- _What is needed_
Copy every row below word for word, but leave the pictures out.

- _Extracted data entries_
>>>>>

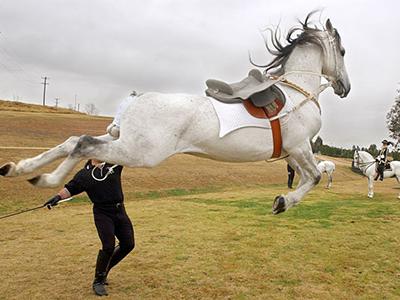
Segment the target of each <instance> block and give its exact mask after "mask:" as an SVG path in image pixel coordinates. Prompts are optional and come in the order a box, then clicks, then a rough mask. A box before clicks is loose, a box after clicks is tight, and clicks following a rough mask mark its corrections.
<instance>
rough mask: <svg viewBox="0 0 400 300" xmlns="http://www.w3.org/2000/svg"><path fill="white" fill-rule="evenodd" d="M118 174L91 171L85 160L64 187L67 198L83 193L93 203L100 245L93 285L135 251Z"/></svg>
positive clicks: (93, 209) (114, 171) (130, 230)
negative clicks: (101, 248) (115, 237)
mask: <svg viewBox="0 0 400 300" xmlns="http://www.w3.org/2000/svg"><path fill="white" fill-rule="evenodd" d="M121 172H122V166H113V165H111V164H108V163H105V164H102V165H101V166H100V167H99V166H97V167H95V166H94V165H92V163H91V161H90V160H89V161H88V162H87V163H86V165H85V167H84V168H83V169H81V170H80V171H79V172H78V173H76V175H75V176H74V178H73V179H72V180H71V181H70V182H68V183H67V184H66V185H65V188H66V189H67V190H68V191H69V192H70V193H71V196H73V195H77V194H80V193H82V192H86V193H87V195H88V197H89V199H90V200H91V201H92V202H93V215H94V223H95V225H96V228H97V232H98V234H99V237H100V240H101V243H102V249H101V250H100V251H99V254H98V257H97V264H96V273H95V280H94V282H93V284H94V285H95V284H98V283H100V284H103V283H104V281H105V279H106V277H107V274H108V272H109V270H110V269H111V268H112V267H114V266H115V265H116V264H117V263H119V262H120V261H121V260H122V259H123V258H124V257H125V256H126V255H127V254H128V253H129V252H131V251H132V250H133V248H134V247H135V239H134V231H133V226H132V223H131V221H130V219H129V217H128V215H127V214H126V211H125V207H124V195H123V193H122V186H121ZM115 237H117V239H118V241H119V245H118V246H117V247H115Z"/></svg>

<<<<<

- _Answer for this exercise_
Segment the target of each <instance> block and give its exact mask after "mask:" as an SVG path in image pixel coordinates. Prompts are optional and come in the order a box, then clicks, then a rough mask. A box before clicks is loose, a box after clicks is tight, and clicks following a rough mask mark its corrections.
<instance>
rough mask: <svg viewBox="0 0 400 300" xmlns="http://www.w3.org/2000/svg"><path fill="white" fill-rule="evenodd" d="M118 174L91 171L85 160L64 187L67 198L83 193L93 203L100 245L93 285L135 251Z"/></svg>
positive clicks: (93, 209) (114, 171) (130, 230)
negative clicks: (101, 248) (115, 237)
mask: <svg viewBox="0 0 400 300" xmlns="http://www.w3.org/2000/svg"><path fill="white" fill-rule="evenodd" d="M121 172H122V166H113V165H111V164H108V163H105V164H102V165H101V166H100V167H99V166H97V167H95V166H94V165H92V163H91V161H90V160H89V161H88V162H87V163H86V165H85V167H84V168H83V169H81V170H80V171H79V172H78V173H76V175H75V176H74V178H73V179H72V180H71V181H70V182H68V183H67V184H66V185H65V188H66V189H67V190H68V191H69V192H70V193H71V196H73V195H77V194H80V193H82V192H86V193H87V195H88V197H89V199H90V200H91V201H92V202H93V215H94V223H95V225H96V228H97V232H98V234H99V237H100V240H101V243H102V249H101V250H100V251H99V254H98V257H97V264H96V273H95V280H94V282H93V284H94V285H95V284H98V283H100V284H103V283H104V281H105V279H106V277H107V274H108V272H109V270H110V269H111V268H112V267H114V266H115V265H116V264H117V263H119V262H120V261H121V260H122V259H123V258H124V257H125V256H126V255H127V254H128V253H129V252H131V251H132V250H133V248H134V247H135V239H134V231H133V226H132V223H131V221H130V219H129V217H128V215H127V214H126V211H125V207H124V195H123V193H122V186H121ZM115 237H117V239H118V241H119V245H118V246H117V247H115Z"/></svg>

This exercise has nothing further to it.